Note: Metropolitan county is defined as the metropolis for each complex and “outside” comprises nearby counties; those included in each complex were the following. New York: metropolis (New York, Kings, Queens, Richmond); outside (Connecticut: Fairfield; New York: Westchester, Putnam, Rockland, Orange; New Jersey: Bergen, Essex, Hudson, Middlesex, Morris, Passaic, Somerset). Philadelphia: metropolis (Philadelphia); outside (Pennsylvania: Bucks, Chester, Delaware, Montgomery; New Jersey: Burlington, Gloucester, Mercer; Delaware: New Castle). Boston: metropolis (Suffolk); outside (Essex, Middlesex, Norfolk, Plymouth). Baltimore: metropolis (Baltimore); outside (Anne Arundel, Harford).

Source: U.S. Bureau of the Census, Compendium of the Sixth Census, 1840 (Washington, D.C.: Blair and Rives, 1841).

Also, by 1840, prosperous agricultural areas farther from these complexes, such as the Connecticut Valley in New England, the Hudson Valley, the Erie Canal Corridor across New York state, and southeastern Pennsylvania, housed significant amounts of manufacturing in urban places. At the intersection of the Hudson and Mohawk rivers, the Albany-Troy agglomeration contained one of the largest concentrations of manufacturing outside the metropolitan complexes. And, industrial towns such as Utica, Syracuse, Rochester, and Buffalo were strung along the Erie Canal Corridor. Many of the manufactures (such as furniture, wagons, and machinery) served subregional markets in the areas of prosperous agriculture, but some places also developed specialization in manufactures (textiles and hardware) for larger regional and interregional market areas (the East as a whole). The Connecticut Valley, for example, housed many firms which produced cotton textiles, hardware, and cutlery.

§ What is asked:
In the passage on 1840 manufacturing, which agglomeration at the intersection of the Hudson and Mohawk rivers held one of the largest concentrations of manufacturing outside the metropolitan complexes?

§ Raw data:
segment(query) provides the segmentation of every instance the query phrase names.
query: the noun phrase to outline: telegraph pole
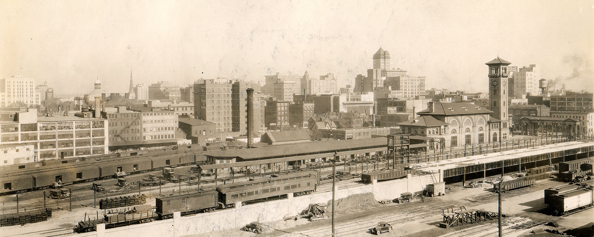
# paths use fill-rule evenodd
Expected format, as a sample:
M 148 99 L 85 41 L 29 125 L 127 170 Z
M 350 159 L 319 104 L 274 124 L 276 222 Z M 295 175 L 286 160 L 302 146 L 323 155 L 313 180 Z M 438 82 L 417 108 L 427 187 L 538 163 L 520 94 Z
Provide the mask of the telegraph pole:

* * *

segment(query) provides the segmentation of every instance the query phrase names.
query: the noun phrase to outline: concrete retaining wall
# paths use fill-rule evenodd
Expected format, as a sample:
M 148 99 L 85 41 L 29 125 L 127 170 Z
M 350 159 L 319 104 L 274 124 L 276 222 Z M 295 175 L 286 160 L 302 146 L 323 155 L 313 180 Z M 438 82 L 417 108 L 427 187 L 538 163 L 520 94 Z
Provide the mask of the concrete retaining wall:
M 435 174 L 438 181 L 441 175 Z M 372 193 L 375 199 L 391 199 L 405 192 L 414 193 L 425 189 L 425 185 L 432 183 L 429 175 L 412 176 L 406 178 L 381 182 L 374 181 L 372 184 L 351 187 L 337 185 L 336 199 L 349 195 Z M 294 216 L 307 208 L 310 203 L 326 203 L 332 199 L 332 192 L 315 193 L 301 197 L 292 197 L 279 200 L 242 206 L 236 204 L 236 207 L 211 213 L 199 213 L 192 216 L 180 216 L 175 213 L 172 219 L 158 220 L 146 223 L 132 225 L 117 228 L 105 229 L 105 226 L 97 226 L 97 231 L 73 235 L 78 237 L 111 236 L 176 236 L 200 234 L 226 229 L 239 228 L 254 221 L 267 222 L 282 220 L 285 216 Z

§ Written answer:
The Albany-Troy agglomeration